■ Exercise details
An exact transcription of all the entries is needed; pictures stay out.

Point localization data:
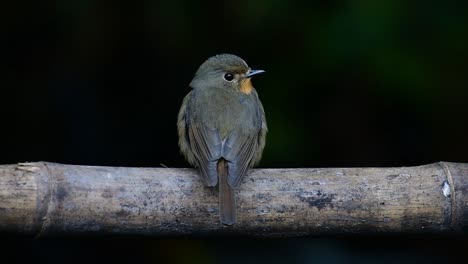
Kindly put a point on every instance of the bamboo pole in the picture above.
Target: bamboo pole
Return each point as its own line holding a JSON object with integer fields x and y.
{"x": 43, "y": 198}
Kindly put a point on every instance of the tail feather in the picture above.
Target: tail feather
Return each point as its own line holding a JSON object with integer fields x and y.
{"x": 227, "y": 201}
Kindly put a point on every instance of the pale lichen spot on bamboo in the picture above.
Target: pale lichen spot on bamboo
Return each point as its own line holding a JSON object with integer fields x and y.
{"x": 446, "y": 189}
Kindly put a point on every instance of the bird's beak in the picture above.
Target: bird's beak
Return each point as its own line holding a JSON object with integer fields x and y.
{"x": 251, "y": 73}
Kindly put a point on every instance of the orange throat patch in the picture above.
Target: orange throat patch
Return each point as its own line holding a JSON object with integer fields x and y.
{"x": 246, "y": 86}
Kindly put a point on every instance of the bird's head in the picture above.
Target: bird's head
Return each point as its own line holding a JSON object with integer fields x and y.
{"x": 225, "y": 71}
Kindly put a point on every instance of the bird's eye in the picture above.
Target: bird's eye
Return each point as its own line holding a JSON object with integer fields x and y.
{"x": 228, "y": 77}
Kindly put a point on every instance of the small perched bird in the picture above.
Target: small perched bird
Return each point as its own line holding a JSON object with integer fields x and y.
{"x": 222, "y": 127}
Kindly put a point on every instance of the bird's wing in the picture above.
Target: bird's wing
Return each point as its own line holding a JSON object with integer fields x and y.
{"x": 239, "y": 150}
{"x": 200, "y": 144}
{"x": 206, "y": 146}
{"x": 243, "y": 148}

■ Response area
Kindly put a point on every instance of the bamboo pole in the picture above.
Target: bamboo pole
Return each point as its own line holding a JSON object with integer fields x and y.
{"x": 43, "y": 198}
Kindly put a point on every instance of the tail feather in the picture above.
Target: tail feather
Return each point as its own line holding a JSON object with integer fields x and y.
{"x": 227, "y": 201}
Kindly put a point on every instance of the pale lichen spot on bamboo in the picture above.
Target: pale lichen spot on bamboo
Return each point as its own line holding a JSON object with integer fields x and y.
{"x": 446, "y": 189}
Kindly put a point on every instance of the bird's beak in the picture above.
Target: bird's beak
Return each point as its own line holding a JSON object with integer fields x and y.
{"x": 251, "y": 73}
Kindly put a point on every instance of the orange throat patch in the picture above.
Target: orange throat patch
Return each point as its own line holding a JSON object with integer fields x and y.
{"x": 246, "y": 86}
Kindly put a point on every instance of the bird's head in the picture above.
Target: bird's head
Return each point as its own line holding a JSON object with integer fields x and y.
{"x": 225, "y": 71}
Kindly put a point on every instance of the bird's eye in the picture above.
Target: bird's eye
Return each point as its own line holding a JSON object with integer fields x and y.
{"x": 228, "y": 77}
Kindly put a point on every instance of the small perched bird in the picture above.
Target: small perched bird
Return each point as its own line holding a JSON object with integer fields x and y.
{"x": 222, "y": 127}
Kindly put a point on every instance of the bird's wing in the picture above.
Target: bird's wing
Return each point as its own line holding a JSON object with integer fields x and y.
{"x": 239, "y": 150}
{"x": 200, "y": 144}
{"x": 206, "y": 146}
{"x": 243, "y": 148}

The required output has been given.